(Rows from a segmentation dataset)
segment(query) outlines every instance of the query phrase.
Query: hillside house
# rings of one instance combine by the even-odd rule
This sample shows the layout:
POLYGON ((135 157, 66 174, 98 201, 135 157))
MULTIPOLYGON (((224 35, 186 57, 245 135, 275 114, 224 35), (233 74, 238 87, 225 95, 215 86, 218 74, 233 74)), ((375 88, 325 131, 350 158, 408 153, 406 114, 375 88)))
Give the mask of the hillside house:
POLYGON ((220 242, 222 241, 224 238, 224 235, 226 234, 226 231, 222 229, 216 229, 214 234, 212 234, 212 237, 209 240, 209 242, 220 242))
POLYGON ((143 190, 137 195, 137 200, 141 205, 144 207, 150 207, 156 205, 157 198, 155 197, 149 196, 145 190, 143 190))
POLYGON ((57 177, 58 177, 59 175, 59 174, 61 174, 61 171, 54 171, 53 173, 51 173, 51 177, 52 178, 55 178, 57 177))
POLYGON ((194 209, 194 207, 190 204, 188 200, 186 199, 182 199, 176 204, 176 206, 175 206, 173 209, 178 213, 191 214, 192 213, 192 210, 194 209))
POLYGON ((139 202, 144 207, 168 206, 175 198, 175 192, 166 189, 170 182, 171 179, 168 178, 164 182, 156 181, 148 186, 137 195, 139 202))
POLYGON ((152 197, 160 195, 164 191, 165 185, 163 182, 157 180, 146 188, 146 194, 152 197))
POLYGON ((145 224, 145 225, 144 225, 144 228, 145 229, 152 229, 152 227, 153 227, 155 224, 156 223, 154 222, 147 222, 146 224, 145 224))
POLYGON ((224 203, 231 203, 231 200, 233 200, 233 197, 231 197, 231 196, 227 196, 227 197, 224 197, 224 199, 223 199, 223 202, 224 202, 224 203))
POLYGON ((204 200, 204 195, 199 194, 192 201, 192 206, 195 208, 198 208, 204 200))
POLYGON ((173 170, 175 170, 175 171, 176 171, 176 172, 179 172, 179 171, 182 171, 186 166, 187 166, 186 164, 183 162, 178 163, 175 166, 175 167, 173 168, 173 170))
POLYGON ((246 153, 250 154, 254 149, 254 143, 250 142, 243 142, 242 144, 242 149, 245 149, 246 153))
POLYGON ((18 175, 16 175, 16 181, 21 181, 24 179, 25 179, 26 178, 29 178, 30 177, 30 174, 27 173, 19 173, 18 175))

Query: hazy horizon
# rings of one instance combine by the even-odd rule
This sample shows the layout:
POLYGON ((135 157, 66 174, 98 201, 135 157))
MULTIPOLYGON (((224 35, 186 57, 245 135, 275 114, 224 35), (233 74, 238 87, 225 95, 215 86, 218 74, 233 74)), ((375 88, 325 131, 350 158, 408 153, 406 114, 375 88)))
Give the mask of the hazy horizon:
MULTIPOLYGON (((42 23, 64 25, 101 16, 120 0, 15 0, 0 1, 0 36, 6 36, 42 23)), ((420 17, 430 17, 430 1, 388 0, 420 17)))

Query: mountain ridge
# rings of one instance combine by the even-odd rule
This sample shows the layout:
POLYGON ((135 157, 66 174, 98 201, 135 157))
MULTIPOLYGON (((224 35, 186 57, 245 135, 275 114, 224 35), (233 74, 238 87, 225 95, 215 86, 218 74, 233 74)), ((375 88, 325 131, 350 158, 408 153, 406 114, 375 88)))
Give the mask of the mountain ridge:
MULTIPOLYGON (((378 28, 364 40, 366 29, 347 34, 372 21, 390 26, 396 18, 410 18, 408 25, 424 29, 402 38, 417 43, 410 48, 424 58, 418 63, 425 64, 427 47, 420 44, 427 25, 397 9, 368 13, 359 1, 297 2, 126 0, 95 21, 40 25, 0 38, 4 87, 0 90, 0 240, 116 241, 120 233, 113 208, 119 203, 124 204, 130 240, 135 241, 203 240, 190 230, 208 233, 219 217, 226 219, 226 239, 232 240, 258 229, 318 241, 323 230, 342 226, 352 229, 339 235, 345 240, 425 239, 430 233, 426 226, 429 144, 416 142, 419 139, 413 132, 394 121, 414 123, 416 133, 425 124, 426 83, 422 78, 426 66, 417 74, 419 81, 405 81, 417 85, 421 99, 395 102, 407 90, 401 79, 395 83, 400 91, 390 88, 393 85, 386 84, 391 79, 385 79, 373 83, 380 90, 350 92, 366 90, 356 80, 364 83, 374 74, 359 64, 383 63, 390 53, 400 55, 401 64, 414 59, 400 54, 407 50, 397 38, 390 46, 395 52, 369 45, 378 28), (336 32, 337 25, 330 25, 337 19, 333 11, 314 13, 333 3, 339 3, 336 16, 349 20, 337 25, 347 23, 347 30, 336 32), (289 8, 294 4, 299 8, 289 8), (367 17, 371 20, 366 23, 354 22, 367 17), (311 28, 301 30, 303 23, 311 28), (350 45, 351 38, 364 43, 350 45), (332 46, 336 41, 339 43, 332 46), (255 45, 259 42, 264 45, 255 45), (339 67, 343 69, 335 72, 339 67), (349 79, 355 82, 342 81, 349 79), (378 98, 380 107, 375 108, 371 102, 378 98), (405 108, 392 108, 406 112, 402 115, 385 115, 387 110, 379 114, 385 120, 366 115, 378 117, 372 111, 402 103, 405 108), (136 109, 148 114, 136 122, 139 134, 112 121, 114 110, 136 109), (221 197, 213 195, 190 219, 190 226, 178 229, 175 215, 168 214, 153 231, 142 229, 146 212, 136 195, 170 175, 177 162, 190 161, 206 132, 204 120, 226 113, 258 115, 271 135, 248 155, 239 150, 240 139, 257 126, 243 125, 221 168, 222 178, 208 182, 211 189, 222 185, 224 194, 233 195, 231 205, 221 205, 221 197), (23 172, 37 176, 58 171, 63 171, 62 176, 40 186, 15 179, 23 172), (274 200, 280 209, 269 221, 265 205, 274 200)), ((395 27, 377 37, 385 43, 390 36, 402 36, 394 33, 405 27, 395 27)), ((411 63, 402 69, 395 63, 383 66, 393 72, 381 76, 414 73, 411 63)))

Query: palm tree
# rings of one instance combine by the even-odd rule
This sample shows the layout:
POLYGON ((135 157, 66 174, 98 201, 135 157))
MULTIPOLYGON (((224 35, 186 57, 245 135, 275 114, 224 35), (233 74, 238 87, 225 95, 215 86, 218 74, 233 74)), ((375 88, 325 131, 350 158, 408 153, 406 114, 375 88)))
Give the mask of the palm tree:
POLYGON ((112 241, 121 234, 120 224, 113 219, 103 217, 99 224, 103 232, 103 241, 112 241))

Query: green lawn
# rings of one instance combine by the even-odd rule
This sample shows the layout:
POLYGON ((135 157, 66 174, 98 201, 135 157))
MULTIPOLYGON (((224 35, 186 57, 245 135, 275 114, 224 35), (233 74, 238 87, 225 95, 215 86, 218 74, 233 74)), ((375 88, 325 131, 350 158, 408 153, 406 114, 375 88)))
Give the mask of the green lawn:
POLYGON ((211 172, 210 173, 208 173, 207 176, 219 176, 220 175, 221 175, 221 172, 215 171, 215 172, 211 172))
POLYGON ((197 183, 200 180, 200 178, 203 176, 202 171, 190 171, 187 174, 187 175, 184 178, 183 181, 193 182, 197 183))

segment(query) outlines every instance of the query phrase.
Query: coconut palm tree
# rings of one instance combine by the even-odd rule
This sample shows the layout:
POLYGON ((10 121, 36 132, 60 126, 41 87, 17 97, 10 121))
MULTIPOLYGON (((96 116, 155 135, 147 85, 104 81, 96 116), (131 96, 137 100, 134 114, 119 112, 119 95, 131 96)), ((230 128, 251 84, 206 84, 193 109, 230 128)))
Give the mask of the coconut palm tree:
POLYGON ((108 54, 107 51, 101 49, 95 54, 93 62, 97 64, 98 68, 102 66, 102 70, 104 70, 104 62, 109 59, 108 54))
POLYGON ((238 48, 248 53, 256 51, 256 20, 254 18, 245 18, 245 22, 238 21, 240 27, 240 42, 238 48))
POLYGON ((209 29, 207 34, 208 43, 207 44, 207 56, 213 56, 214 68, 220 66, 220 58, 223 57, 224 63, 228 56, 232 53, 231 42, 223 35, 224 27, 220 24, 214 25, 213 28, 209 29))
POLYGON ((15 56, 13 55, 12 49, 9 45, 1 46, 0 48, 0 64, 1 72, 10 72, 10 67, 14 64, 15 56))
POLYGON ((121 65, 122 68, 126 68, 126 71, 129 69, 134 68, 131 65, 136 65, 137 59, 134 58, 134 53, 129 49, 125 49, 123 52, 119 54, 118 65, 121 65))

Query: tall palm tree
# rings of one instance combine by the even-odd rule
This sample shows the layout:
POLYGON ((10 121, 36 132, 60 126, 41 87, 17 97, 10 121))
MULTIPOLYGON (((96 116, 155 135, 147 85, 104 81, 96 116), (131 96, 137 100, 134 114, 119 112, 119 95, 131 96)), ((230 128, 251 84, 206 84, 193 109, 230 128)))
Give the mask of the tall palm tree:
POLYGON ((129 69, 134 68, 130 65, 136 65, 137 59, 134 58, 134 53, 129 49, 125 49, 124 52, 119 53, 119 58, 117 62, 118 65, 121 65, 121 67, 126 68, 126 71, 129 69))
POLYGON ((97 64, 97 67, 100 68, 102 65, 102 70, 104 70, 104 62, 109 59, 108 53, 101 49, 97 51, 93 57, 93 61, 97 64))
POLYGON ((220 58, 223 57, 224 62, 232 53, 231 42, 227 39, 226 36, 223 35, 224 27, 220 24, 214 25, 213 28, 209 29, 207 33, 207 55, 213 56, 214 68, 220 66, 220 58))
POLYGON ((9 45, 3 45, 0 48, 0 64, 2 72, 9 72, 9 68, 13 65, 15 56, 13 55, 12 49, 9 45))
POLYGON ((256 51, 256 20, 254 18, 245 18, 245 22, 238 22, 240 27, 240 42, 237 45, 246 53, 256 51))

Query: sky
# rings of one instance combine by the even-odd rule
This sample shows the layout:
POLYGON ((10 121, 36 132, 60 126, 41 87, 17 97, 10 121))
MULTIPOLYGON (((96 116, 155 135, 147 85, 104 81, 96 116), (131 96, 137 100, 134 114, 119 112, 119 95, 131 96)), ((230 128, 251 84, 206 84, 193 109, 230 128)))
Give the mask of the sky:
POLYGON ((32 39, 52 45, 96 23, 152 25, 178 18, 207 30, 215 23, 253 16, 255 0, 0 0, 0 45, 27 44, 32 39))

__Prompt__
Recast the material above as a JSON list of strings, one string per line, skipping blank lines. Cover only the lines between the line containing "Query: tall palm tree" and the line containing "POLYGON ((256 51, 256", inclusive.

__Correct output__
[
  "Query: tall palm tree",
  "# rings of one instance combine by the even-odd rule",
  "This sample shows the layout:",
  "POLYGON ((10 121, 36 132, 60 126, 41 87, 17 97, 10 121))",
  "MULTIPOLYGON (((96 116, 155 135, 147 85, 104 81, 96 116), (131 96, 137 100, 134 114, 119 112, 119 95, 131 96)), ((230 128, 251 84, 206 84, 193 109, 230 128)))",
  "Give the mask of the tall palm tree:",
  "POLYGON ((129 69, 134 68, 130 65, 136 65, 137 59, 134 58, 134 53, 129 49, 125 49, 124 52, 119 53, 119 58, 117 62, 118 65, 121 65, 121 67, 126 68, 126 71, 129 69))",
  "POLYGON ((97 64, 97 67, 100 68, 102 65, 102 70, 104 70, 104 62, 109 59, 108 53, 101 49, 97 51, 93 57, 93 61, 97 64))",
  "POLYGON ((220 58, 223 57, 224 62, 232 53, 231 42, 227 39, 226 36, 223 35, 224 27, 220 24, 214 25, 213 28, 209 29, 207 33, 207 55, 213 56, 214 68, 220 66, 220 58))",
  "POLYGON ((9 45, 3 45, 0 48, 0 64, 2 72, 9 72, 9 68, 13 65, 15 56, 13 55, 12 49, 9 45))",
  "POLYGON ((256 51, 256 20, 254 18, 245 18, 245 22, 238 22, 240 27, 240 42, 237 45, 246 53, 256 51))"
]